START Page excerpt

Elective surgeries and procedures funded by the government will have associated waits and/or approvals that must be obtained. This will at minimum limit the speed with which unnecessary services are provided. Many knees and backs will be found to have improved themselves miraculously while waiting for a surgical date.
This is not to suggest that patient choice or availability of medications and services will be limited. Quite the contrary. But they will have to finance the extra themselves, either out-of-pocket or by supplementary private insurance. Doctors and private hospitals will be able to set their own prices. Patients will be aware of prices and quality measures, and able to comparison shop. Better doctors and facilities will be able to command better reimbursement in total. They will collect the government allowed amount plus the amount paid by patient and/or private insurance. Insurance companies will no longer have the power to coercively determine total reimbursement. The nature of private contracts will be between patients and their insurance company, not doctor and insurance company. Ultimately prices will be set by the market.
There it is, in simplified form. Why don’t we do this like Linux. Now that there is a basic framework, take it from there and make it happen. If you don’t someone else will, and nobody will be happy.
That would work great–with some other species. Humans are, by nature self-interested, willfull, and devious in pursueing their interests. They are also mostly pretty short-sighted most of the time.

END Page excerpt
START Data

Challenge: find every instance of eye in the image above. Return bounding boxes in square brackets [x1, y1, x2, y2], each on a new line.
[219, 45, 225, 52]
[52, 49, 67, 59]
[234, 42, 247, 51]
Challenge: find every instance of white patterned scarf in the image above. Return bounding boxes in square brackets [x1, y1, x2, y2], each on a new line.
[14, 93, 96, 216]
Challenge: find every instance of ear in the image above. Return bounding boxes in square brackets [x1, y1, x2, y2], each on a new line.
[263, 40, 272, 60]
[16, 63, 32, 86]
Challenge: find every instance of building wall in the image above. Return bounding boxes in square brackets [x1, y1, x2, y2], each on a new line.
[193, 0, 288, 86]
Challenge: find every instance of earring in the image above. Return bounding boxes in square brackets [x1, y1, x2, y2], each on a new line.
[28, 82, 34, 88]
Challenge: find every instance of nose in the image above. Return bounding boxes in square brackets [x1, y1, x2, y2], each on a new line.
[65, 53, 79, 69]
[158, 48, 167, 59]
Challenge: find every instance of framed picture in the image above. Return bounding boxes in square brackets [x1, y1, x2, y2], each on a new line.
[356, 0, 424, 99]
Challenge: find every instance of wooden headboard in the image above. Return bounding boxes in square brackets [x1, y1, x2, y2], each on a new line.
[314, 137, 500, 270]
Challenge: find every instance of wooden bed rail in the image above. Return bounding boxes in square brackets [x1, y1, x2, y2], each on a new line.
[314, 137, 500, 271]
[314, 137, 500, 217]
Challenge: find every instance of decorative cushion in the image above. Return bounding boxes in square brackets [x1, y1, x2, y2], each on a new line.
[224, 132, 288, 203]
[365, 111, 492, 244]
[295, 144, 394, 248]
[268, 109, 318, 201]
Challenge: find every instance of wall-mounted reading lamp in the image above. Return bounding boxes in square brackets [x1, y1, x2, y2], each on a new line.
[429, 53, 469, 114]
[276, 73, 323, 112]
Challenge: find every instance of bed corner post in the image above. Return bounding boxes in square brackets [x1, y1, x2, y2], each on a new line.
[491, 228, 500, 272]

END Data

**Task 1:**
Answer these questions from the page excerpt, each on its own line.
(a) What does the page excerpt say will be found to have improved while waiting for a surgical date?
(b) By what does the page excerpt say prices will ultimately be set?
(c) Which operating system does the page excerpt name as a model for carrying out the plan?
**Task 2:** Rewrite the part of the page excerpt starting at "There it is, in" and ending at "will be happy.", swapping "Linux" for "Wikipedia".
**Task 3:** The page excerpt says better doctors and facilities will collect payment from more than one source. List every source it names.

**Response area 1:**
(a) Many knees and backs.
(b) The market.
(c) Linux.

**Response area 2:**
There it is, in simplified form. Why don’t we do this like Wikipedia. Now that there is a basic framework, take it from there and make it happen. If you don’t someone else will, and nobody will be happy.

**Response area 3:**
The government allowed amount
The amount paid by the patient
Private insurance